Hey T, can you give us some background information on your career prior to where you are today?

Well, this is not my first career. Right before I started doing makeup and hair, I was a professional tailor.

When I decided that I wanted to switch over from wardrobe to beauty, the struggle was real. I thought that I would be able to leverage my relationships from fashion so that I could start getting jobs right away, but the joke was definitely on me. No one took me seriously – it was a total joke to them that I wanted to be an artist, and no one wanted to take a chance on me. It was like since I was the girl that was always doing alterations on set, I wasn’t capable of being good on the beauty end. It took me about a year before I started getting paying jobs, and it took me about three years to get to a point where I could support myself off of doing makeup and hair solely. Over the years I’ve built my loyal clientele, and started a mobile salon ,Metro Look, with my business partner, Dana.

What is a typical day in the life of you like?

It depends on what the day is because I have different kinds of jobs on different days.

On a day where I’m doing session work, I make sure to study the photos or references given to me before I leave the house. I like to make sure that everything that I need is in my kit, as well as some alternative products that could also work, you just never know. I dissect the look completely and plan what products I want to use to achieve the desired look. I try to get to set nice and early because I set up slow. I have a chat with whoever is doing the creative to see what the scheduling as for the day, and then I get right to work. I’m super friendly with models, but I don’t tolerate them telling me what they would like for me to do, because it’s not about them, it’s about whatever the client wants. You kind of have to find a nice way to tell them that it’s really not up to them what they want to look like.

SUPPLIED DATA:
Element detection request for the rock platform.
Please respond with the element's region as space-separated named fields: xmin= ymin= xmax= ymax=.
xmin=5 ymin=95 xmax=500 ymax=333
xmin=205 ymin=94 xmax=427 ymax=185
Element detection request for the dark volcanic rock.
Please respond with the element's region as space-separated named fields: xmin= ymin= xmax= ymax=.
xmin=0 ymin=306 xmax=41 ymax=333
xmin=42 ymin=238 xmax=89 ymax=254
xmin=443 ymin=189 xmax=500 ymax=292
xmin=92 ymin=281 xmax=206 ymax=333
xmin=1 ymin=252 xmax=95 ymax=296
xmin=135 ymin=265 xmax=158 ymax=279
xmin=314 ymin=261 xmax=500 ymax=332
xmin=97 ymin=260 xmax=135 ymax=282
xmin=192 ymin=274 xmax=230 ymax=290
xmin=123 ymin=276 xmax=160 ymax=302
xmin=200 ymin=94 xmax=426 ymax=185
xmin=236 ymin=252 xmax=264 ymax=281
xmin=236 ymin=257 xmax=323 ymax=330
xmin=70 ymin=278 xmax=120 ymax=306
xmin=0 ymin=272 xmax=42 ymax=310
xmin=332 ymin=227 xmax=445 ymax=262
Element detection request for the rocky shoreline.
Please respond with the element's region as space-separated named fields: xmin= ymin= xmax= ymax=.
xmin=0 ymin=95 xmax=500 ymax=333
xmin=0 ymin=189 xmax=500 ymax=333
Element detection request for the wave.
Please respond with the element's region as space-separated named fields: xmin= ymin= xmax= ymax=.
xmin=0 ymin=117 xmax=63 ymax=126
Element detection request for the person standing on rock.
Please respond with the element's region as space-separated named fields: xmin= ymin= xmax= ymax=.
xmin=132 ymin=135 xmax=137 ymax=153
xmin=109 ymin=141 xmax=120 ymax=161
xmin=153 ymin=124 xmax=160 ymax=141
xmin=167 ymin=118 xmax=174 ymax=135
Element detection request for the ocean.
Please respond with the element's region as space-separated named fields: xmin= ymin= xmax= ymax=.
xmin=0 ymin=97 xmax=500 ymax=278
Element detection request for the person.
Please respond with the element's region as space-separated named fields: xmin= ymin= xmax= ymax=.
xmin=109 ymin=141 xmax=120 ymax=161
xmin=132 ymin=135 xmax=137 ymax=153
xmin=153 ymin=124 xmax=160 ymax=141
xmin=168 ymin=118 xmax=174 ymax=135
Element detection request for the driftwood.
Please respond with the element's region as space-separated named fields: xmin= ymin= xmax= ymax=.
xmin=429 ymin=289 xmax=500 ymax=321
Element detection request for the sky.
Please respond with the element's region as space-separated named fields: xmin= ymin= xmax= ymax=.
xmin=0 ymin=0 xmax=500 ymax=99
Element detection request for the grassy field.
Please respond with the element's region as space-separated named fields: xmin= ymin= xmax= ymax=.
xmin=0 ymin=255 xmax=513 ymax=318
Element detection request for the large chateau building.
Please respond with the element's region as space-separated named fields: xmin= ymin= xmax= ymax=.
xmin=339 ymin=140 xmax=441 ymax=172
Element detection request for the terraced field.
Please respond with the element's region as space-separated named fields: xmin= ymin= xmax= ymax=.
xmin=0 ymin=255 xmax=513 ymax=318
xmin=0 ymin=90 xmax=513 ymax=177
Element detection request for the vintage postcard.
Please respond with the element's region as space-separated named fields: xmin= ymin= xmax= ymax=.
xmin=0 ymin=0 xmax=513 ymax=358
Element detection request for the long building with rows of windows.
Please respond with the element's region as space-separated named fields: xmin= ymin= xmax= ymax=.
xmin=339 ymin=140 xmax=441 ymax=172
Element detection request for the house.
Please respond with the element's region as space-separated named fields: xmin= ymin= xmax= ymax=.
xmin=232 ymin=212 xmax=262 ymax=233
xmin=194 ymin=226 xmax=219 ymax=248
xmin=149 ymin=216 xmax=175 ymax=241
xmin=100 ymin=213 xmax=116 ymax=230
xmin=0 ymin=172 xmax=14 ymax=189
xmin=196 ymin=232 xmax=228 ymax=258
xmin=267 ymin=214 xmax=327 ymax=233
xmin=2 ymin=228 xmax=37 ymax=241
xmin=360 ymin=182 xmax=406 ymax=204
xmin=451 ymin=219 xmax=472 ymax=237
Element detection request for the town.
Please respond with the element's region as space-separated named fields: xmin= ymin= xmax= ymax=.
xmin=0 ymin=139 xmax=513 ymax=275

EXERCISE TASK: According to the interview, what was the speaker's profession right before starting work in makeup and hair? The rows play no part in this task.

ANSWER TO THIS PROBLEM: A professional tailor.